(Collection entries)
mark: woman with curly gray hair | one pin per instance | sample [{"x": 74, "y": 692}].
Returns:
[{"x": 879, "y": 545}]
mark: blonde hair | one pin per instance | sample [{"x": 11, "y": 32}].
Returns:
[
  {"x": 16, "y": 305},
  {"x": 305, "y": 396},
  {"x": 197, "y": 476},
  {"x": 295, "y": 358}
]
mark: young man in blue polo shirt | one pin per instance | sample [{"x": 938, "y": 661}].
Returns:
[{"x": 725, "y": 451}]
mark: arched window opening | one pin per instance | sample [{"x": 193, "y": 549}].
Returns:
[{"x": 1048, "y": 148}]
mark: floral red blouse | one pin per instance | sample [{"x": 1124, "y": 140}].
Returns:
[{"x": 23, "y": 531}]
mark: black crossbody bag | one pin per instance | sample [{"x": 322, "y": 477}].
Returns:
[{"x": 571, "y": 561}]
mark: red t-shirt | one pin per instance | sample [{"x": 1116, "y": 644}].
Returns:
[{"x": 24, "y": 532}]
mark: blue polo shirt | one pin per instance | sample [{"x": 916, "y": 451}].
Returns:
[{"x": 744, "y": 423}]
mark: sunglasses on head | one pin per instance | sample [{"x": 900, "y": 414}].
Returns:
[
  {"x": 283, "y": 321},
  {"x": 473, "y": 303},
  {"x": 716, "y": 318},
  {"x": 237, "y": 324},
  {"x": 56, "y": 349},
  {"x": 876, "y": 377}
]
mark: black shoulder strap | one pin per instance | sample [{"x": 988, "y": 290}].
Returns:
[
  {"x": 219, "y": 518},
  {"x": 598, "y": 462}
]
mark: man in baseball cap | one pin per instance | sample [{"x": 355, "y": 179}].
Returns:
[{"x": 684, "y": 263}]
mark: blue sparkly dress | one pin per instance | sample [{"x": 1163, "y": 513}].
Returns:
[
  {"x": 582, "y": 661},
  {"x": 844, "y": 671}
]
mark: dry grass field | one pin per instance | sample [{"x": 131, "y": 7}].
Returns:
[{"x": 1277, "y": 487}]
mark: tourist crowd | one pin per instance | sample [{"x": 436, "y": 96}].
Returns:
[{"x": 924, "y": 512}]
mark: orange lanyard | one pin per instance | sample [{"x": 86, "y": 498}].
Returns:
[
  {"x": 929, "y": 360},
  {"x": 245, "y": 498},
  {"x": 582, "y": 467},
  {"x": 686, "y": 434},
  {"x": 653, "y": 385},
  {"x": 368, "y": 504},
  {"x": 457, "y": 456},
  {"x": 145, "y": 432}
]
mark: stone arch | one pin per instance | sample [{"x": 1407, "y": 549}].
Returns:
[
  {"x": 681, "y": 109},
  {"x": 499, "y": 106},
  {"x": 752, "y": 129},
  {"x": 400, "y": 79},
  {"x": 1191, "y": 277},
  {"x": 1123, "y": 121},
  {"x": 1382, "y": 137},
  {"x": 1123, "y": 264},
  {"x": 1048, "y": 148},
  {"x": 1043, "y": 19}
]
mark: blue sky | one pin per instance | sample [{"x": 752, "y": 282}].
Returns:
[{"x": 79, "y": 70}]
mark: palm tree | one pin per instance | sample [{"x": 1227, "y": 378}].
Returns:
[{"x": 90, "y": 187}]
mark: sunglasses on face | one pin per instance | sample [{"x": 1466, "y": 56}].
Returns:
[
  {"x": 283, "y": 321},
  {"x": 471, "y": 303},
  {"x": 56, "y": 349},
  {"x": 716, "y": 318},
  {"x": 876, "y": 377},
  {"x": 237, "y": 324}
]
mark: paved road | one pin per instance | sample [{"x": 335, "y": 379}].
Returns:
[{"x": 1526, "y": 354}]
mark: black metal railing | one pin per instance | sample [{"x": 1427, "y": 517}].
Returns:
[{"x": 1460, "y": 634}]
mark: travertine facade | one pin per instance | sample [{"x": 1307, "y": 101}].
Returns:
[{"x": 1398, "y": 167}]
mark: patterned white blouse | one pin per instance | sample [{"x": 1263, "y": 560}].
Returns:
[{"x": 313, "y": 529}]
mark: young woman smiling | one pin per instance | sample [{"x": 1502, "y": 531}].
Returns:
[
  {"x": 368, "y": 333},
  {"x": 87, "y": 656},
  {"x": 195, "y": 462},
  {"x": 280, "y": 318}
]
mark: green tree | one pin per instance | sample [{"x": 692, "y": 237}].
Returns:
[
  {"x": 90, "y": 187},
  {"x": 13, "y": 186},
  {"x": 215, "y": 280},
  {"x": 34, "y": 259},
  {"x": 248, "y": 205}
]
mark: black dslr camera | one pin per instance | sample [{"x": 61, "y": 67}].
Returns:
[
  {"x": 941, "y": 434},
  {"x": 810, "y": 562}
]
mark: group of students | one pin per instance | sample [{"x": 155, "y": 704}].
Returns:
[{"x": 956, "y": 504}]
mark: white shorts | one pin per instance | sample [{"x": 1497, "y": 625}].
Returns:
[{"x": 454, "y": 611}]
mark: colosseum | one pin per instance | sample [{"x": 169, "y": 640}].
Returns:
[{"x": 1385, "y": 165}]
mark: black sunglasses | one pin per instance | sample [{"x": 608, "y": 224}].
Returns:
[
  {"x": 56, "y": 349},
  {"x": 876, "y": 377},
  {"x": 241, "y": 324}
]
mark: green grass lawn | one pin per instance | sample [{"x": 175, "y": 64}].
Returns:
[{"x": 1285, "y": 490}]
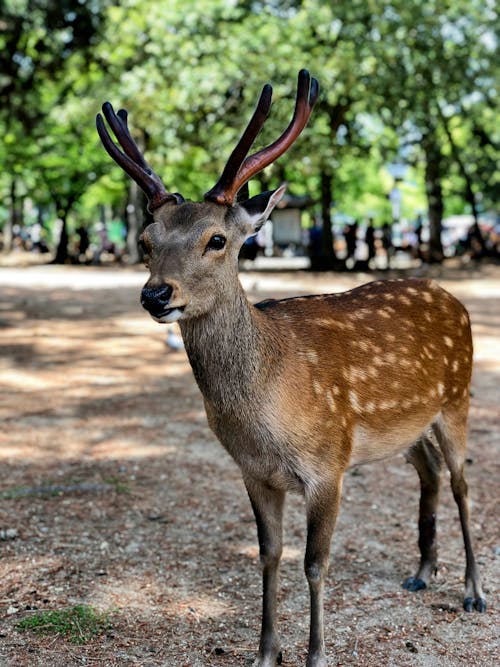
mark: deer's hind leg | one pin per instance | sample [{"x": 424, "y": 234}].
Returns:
[
  {"x": 451, "y": 434},
  {"x": 426, "y": 460}
]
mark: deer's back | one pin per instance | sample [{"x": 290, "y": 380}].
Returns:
[{"x": 377, "y": 363}]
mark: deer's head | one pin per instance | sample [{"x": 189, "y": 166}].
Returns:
[{"x": 192, "y": 248}]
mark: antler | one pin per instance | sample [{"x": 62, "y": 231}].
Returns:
[
  {"x": 239, "y": 168},
  {"x": 131, "y": 161}
]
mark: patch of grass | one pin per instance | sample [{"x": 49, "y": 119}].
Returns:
[{"x": 79, "y": 624}]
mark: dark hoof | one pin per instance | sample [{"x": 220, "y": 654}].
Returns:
[
  {"x": 479, "y": 604},
  {"x": 414, "y": 584}
]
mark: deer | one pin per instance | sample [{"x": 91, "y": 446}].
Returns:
[{"x": 299, "y": 390}]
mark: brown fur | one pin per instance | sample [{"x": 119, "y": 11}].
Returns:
[{"x": 300, "y": 389}]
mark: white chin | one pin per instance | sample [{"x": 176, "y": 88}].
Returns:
[{"x": 170, "y": 317}]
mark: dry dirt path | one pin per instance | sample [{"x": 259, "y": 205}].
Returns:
[{"x": 142, "y": 512}]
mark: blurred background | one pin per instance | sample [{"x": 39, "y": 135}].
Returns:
[{"x": 399, "y": 162}]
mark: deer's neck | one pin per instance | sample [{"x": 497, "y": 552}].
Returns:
[{"x": 226, "y": 349}]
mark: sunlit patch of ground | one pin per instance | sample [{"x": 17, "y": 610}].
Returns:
[{"x": 118, "y": 496}]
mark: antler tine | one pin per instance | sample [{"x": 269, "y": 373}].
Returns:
[
  {"x": 228, "y": 185},
  {"x": 242, "y": 147},
  {"x": 132, "y": 160}
]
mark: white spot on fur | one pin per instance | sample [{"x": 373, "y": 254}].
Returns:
[
  {"x": 331, "y": 401},
  {"x": 312, "y": 356},
  {"x": 353, "y": 398}
]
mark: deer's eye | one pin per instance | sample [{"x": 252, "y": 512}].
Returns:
[
  {"x": 217, "y": 242},
  {"x": 143, "y": 247}
]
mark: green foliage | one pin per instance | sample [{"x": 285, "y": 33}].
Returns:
[
  {"x": 399, "y": 80},
  {"x": 78, "y": 624}
]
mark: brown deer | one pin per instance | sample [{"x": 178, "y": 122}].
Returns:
[{"x": 299, "y": 390}]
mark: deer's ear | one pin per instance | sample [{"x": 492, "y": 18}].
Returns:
[{"x": 260, "y": 207}]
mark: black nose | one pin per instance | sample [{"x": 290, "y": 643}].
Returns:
[{"x": 156, "y": 299}]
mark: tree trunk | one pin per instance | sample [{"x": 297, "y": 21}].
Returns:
[
  {"x": 328, "y": 260},
  {"x": 469, "y": 194},
  {"x": 134, "y": 223},
  {"x": 433, "y": 166},
  {"x": 62, "y": 245},
  {"x": 8, "y": 234}
]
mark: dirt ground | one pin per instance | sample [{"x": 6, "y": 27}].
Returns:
[{"x": 114, "y": 493}]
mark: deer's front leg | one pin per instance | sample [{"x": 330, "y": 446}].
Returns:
[
  {"x": 267, "y": 504},
  {"x": 322, "y": 509}
]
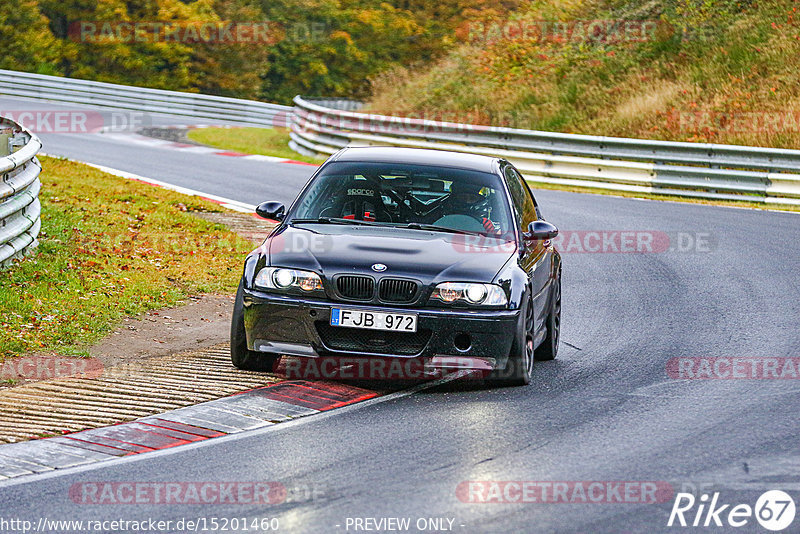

The problem: Find every line above that contains the word "young" and copy each one.

Solved exercise:
mark: young man in blue polo shirt | one pin per instance | sample [{"x": 938, "y": 661}].
mark: young woman smiling | one pin per instance | sample [{"x": 1502, "y": 531}].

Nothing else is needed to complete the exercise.